● **Extrait choisi**
----------

Jeremiah

de Joseph Michael Straczynski, 2002–2003, ****

Que se pas­se­rait-il si, du jour au len­de­main, tous les adultes dis­pa­rais­saient ? C’est ce qui arrive après la « Grande mort », une mala­die mor­telle, extrê­me­ment conta­gieuse, qui épar­gnait les jeunes. Puis, ayant tué tous les adultes, le virus lui-même dis­pa­rut et les enfants purent vieillir…

Jeremiah et Kurdy ont la tren­taine. Ils sont par­mi les plus vieux, ceux qui avaient une dou­zaine d’an­nées quand la grande mort est pas­sée. Et pour sur­vivre depuis quinze ans, ils ont dû déve­lop­per ins­tinct, auto­suf­fi­sance et sur­tout une grande capa­ci­té à taper le pre­mier, et à taper fort. Le pre­mier trace la route, obsé­dé par un endroit nom­mé « sec­teur Valhalla » où son père devait fuir la mala­die ; le second  tente de lui chou­ra­ver sa bouffe. Curieusement, ils réus­sissent à ne pas s’entre-tuer et com­mencent à tailler la zone ensemble. Ayant décou­vert Thunder Mountain, une base de l’Air Force gérée par Markus, ils essaient de convaincre celui-ci de s’ou­vrir au reste du monde, pour ten­ter de réor­ga­ni­ser un peu le fou­toir géné­ra­li­sé que l’hu­ma­ni­té est devenue.

----------

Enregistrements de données
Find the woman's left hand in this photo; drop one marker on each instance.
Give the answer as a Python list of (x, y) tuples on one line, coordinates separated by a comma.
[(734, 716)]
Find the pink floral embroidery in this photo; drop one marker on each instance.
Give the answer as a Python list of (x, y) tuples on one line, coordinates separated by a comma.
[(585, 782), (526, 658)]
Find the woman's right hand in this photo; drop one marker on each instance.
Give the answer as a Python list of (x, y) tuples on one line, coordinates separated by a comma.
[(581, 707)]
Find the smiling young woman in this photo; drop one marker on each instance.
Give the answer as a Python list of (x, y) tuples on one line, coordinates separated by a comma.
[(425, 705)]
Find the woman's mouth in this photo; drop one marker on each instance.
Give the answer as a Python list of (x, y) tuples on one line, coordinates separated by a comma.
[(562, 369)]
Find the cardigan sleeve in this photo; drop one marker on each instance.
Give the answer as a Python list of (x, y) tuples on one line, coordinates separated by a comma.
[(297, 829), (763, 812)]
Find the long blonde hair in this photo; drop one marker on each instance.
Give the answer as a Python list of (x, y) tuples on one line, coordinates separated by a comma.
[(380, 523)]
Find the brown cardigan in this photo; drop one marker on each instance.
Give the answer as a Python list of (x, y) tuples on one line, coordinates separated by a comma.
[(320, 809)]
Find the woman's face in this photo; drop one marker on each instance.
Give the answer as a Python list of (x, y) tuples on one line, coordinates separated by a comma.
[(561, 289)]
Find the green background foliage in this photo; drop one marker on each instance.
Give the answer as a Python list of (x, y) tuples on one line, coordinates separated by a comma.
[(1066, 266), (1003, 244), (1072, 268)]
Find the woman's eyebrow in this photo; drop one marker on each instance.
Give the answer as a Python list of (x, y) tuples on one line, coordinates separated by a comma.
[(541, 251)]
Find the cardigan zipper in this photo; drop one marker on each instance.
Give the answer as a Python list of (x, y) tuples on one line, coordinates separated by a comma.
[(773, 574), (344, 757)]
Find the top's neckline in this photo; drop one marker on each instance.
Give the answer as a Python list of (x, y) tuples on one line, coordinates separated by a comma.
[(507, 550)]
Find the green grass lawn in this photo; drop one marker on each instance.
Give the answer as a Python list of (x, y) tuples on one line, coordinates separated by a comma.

----------

● **Consigne 1**
D'après l'extrait sur Jeremiah, pourquoi les enfants ont-ils pu vieillir après la « Grande mort » ?
● **Consigne 2**
Dans l'extrait sur Jeremiah, qui gère la base Thunder Mountain ?
● **Consigne 3**
Reproduisez fidèlement le passage de l'extrait sur Jeremiah qui commence par « Jeremiah et Kurdy » et se termine par « l’hu­ma­ni­té est devenue. ».

● **Réponse attendue 1**
Après avoir tué tous les adultes, le virus a lui-même disparu. Les enfants ont donc pu vieillir.

● **Réponse attendue 2**
Markus gère la base Thunder Mountain.

● **Réponse attendue 3**
Jeremiah et Kurdy ont la tren­taine. Ils sont par­mi les plus vieux, ceux qui avaient une dou­zaine d’an­nées quand la grande mort est pas­sée. Et pour sur­vivre depuis quinze ans, ils ont dû déve­lop­per ins­tinct, auto­suf­fi­sance et sur­tout une grande capa­ci­té à taper le pre­mier, et à taper fort. Le pre­mier trace la route, obsé­dé par un endroit nom­mé « sec­teur Valhalla » où son père devait fuir la mala­die ; le second  tente de lui chou­ra­ver sa bouffe. Curieusement, ils réus­sissent à ne pas s’entre-tuer et com­mencent à tailler la zone ensemble. Ayant décou­vert Thunder Mountain, une base de l’Air Force gérée par Markus, ils essaient de convaincre celui-ci de s’ou­vrir au reste du monde, pour ten­ter de réor­ga­ni­ser un peu le fou­toir géné­ra­li­sé que l’hu­ma­ni­té est devenue.